* ASSIGNMENT *
Continue the passage below on the security tradeoffs EnvKey makes for usability, starting right after its last sentence.

* DOCUMENT EXTRACT *
######

Tradeoffs

EnvKey makes a few tradeoffs in favor of improved usability.

  • Users' computers and connected servers are assumed to be trusted. EnvKey does not attempt to protect against endpoint compromise, either through physical access, or through viruses, keyloggers, Operating System exploits, privilege escalation, or other attacks. That said, EnvKey does make it easy to cut off that user's or server's access as soon as possible, and also makes it much easier to track which secrets may have been exposed and contain the fallout by rotating them quickly.

  • In order to allow easy sign in from any computer, EnvKey stores its users' PGP private keys encrypted with the master encryption passphrase in its database. This means that the burden of providing sufficient entropy to protect against brute force attacks is placed on the user's passphrase. Dropbox’s zxcvbn library is used to identify and block weak passphrases.

######

* RECORD SET *
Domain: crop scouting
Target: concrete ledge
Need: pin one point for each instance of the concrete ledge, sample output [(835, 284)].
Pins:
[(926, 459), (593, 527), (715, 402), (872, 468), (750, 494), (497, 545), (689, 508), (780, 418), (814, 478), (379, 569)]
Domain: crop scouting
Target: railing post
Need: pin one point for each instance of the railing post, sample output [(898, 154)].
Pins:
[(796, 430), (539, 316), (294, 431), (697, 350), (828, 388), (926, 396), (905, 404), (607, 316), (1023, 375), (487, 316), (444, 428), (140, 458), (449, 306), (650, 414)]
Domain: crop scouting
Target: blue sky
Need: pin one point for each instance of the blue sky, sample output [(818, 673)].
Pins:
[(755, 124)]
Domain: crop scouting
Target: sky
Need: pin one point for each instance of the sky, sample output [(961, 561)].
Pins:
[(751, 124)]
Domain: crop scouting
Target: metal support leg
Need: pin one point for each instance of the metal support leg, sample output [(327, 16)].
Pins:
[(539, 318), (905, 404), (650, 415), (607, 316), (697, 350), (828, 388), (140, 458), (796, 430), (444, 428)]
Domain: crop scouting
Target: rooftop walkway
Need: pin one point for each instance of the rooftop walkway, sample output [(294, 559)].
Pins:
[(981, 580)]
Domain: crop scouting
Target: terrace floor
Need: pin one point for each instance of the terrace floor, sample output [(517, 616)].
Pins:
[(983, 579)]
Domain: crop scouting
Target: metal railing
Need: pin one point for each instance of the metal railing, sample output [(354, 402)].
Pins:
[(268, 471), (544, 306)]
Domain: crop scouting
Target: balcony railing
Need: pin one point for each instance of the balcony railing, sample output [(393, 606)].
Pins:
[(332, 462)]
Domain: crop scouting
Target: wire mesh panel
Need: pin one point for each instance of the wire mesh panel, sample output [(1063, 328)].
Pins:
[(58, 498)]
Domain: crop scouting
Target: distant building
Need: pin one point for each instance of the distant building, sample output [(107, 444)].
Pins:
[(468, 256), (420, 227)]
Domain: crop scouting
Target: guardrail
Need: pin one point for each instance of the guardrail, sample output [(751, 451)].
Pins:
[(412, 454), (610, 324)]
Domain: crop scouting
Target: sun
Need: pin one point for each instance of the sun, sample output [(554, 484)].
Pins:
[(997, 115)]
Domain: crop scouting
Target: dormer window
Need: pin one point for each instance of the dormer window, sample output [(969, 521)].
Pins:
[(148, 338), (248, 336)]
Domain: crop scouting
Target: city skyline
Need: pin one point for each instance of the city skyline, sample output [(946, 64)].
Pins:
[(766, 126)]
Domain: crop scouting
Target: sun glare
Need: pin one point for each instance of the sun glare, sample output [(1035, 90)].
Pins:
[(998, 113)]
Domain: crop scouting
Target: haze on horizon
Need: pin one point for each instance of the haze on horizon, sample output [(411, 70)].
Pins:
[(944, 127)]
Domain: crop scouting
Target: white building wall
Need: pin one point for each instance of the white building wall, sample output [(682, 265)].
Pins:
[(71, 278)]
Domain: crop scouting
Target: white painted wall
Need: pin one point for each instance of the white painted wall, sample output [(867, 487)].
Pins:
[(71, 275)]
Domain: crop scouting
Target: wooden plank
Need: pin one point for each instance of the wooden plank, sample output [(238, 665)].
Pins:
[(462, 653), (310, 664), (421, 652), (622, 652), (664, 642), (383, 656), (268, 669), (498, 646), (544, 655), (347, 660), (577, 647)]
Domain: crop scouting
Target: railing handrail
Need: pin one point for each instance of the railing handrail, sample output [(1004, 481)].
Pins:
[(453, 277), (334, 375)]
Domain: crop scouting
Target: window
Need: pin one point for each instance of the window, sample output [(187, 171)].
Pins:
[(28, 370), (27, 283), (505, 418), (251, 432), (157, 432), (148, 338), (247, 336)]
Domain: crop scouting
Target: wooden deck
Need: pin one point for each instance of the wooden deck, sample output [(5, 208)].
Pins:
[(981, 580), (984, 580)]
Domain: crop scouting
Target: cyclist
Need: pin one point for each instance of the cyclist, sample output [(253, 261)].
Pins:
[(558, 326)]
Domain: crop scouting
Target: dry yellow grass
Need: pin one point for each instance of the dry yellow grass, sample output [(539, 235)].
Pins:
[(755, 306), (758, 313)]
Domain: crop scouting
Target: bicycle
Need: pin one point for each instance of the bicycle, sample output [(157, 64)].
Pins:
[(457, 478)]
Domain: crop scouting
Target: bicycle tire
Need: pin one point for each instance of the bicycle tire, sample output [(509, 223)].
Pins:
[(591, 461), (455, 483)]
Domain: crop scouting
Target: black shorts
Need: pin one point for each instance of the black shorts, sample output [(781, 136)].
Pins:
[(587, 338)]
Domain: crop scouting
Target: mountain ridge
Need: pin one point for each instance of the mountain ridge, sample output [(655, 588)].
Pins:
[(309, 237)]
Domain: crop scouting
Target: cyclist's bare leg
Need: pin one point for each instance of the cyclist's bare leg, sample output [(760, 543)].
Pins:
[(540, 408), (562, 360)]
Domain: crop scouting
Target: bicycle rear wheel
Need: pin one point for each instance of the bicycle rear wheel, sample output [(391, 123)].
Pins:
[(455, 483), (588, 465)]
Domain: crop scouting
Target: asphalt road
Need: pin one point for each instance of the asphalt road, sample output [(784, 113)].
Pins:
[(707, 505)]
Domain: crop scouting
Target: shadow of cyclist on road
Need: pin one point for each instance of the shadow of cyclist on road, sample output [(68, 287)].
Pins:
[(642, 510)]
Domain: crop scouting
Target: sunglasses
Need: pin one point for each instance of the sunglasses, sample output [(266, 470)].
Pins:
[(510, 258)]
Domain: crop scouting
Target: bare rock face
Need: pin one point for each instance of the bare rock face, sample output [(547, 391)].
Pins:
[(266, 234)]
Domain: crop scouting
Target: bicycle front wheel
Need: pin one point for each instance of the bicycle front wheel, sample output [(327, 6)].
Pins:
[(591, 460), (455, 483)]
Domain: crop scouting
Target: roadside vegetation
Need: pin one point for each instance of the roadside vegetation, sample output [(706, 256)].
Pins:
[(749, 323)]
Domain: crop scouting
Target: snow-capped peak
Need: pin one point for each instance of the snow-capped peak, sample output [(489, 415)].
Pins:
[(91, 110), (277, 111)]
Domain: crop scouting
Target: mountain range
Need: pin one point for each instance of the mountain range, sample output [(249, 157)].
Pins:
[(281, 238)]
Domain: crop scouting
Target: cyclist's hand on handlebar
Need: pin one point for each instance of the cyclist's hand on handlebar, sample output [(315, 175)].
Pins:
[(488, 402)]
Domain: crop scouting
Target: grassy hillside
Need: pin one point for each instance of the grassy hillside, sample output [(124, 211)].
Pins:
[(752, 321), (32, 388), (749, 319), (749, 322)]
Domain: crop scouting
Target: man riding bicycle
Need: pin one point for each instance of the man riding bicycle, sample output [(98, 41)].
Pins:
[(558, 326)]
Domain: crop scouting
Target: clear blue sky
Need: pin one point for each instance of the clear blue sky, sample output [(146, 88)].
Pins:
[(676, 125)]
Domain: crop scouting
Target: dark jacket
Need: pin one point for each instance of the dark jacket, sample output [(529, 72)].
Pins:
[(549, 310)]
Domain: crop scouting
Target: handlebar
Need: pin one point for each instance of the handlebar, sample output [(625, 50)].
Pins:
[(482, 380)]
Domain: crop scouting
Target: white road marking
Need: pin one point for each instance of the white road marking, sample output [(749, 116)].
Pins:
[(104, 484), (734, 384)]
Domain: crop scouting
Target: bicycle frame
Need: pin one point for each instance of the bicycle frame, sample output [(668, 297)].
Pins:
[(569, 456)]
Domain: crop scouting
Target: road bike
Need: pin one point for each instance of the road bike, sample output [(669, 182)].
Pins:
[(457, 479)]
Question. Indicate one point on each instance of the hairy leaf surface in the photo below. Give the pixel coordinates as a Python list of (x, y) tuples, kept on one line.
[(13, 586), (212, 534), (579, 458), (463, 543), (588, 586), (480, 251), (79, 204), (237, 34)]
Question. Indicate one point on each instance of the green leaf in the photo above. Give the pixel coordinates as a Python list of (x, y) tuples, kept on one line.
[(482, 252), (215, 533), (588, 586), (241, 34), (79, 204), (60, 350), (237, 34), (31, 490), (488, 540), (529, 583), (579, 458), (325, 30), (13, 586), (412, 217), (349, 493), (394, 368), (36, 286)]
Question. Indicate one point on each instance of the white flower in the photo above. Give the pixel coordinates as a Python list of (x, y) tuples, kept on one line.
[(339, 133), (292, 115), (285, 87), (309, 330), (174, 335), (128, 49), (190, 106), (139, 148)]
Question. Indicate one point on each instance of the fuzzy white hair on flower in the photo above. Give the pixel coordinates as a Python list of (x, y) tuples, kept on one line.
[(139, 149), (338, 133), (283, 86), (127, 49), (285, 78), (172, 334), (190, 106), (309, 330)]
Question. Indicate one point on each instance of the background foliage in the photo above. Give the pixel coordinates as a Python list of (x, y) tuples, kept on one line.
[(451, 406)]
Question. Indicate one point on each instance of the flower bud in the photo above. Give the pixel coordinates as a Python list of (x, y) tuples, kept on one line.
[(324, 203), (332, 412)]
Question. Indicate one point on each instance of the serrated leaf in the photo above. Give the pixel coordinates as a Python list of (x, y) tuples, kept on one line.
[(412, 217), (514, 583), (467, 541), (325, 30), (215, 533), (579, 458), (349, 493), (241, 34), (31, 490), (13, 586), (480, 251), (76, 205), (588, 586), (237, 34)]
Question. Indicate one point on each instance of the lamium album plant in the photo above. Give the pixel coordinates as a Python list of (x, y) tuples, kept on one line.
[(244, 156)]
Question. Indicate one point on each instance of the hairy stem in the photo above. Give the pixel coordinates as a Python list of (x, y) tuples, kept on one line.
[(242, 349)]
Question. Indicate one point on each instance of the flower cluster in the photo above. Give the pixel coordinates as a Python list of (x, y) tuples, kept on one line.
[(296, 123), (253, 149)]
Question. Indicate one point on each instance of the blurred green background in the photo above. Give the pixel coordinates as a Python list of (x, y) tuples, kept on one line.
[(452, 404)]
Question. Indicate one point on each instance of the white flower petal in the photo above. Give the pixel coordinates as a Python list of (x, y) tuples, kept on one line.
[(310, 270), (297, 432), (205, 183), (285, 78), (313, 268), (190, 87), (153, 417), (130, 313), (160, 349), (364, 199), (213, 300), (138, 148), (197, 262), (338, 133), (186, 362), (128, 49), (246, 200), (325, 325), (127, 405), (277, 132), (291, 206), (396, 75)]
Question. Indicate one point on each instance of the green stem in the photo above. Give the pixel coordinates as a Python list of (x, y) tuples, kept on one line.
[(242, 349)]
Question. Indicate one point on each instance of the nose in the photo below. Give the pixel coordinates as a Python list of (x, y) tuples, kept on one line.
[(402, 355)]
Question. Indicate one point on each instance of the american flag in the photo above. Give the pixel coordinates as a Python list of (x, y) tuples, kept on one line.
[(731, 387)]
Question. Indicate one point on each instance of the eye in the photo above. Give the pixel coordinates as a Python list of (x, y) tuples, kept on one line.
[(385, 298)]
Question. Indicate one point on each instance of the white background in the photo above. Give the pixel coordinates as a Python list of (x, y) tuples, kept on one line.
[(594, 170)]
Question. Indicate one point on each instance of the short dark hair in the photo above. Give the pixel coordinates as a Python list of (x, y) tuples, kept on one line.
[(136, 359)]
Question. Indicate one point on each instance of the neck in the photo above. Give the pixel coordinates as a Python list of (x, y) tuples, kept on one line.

######

* RESPONSE BELOW *
  • For both Invitations and RawEnvs (see Data Types & Functionality), when a keypair is generated, the private key is encrypted with a 16 character cryptographically random alphanumeric passphrase, then the encrypted private key is stored in EnvKey's database. These passphrases are never sent to the server. A 16 character random alphanumeric string contains enough entropy to prevent any conceivable brute force attack, so there's no meaningful drop in security here, but it's still worth mentioning. Single line strings are, of course, easier to send to someone, copy-paste, and set as environment variables than large key files.